> TASK TO CARRY OUT: Print the rows below word for word, keeping every line in the same order.

> Point annotation dataset records:
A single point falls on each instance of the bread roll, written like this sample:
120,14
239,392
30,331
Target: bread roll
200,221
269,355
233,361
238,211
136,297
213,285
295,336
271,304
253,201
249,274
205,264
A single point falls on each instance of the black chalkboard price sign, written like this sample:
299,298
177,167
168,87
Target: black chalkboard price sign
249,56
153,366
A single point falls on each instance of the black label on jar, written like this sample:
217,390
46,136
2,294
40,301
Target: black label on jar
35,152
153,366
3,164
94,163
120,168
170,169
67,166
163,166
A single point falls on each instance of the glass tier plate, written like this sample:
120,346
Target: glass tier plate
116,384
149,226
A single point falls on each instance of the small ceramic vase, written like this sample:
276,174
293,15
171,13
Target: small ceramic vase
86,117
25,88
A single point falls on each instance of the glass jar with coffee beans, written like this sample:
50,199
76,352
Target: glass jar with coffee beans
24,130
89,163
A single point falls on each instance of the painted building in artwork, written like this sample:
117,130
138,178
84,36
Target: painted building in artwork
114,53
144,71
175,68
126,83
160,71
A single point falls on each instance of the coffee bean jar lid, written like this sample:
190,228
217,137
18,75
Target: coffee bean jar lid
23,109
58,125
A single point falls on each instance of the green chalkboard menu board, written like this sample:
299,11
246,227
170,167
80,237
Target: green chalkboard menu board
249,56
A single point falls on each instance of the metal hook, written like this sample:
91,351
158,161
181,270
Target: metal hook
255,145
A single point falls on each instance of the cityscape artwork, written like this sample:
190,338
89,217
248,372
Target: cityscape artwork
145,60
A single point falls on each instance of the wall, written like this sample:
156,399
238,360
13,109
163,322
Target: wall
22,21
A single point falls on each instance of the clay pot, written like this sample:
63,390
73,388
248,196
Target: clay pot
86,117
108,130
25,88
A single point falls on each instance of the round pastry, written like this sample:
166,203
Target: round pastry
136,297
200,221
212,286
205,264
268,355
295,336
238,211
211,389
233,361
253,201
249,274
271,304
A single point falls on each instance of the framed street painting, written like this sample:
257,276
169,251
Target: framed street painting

> SOLUTION TO THIS TASK:
A single point falls on each instance of the bread roll, written like this sample:
120,14
239,392
30,331
Target: bread roll
200,221
269,355
233,361
238,211
136,297
213,285
295,336
271,304
253,201
249,274
205,264
A single point falls on each instance of the black chalkboard price sign, written like this sample:
299,298
177,167
168,87
Target: black chalkboard price sign
249,56
153,366
A single point falls on each instance of the black label on jar, written like this sample:
217,390
46,136
2,294
40,301
Target: black label on jar
35,152
153,366
3,164
94,163
120,168
170,169
67,166
163,166
A single point falls on each instance of the glass tier plate, written like this sample:
120,346
Target: glass tier plate
116,384
149,226
A single point falls on each instance of the small ceramic vase, written like this sample:
276,174
293,15
171,13
Target: small ceramic vase
86,117
25,88
A single point falls on each instance of the glass jar with coffee beans, written like this sample:
50,199
76,352
Target: glass jar with coffee beans
24,130
89,163
A single point falls on each instance of the painted building in artwork, written like this sample:
117,130
138,178
84,36
Target: painted building in artwork
114,53
144,71
175,68
126,83
160,71
A single point falls on each instance of the coffee bean jar lid, written like this sample:
190,228
217,137
18,75
Target: coffee bean jar lid
23,109
58,125
A single point falls on each instance of the green chalkboard menu board, written like this sample:
299,11
246,227
170,167
80,237
Target: green chalkboard menu board
249,56
A single point falls on each instance of the metal hook, written like this sample:
91,351
158,161
181,270
Target: metal hook
255,145
A single point falls on each instance of the cityscape artwork, written like this sample:
190,338
89,217
248,372
Target: cityscape artwork
145,60
A single point falls on each instance of the wall, written like this sample:
156,399
238,360
13,109
163,322
Target: wall
22,21
A single point falls on each instance of the clay pot, written like this sample:
63,390
73,388
248,196
Target: clay pot
86,117
108,130
25,88
A single point falls on each instance of the round pastry, written like this sample:
166,203
Target: round pastry
136,297
200,221
212,286
205,264
268,355
295,336
238,211
211,389
233,361
253,201
249,274
271,304
A single point falls on each instance of the framed street painting, written like this sample:
257,276
169,251
Target: framed street painting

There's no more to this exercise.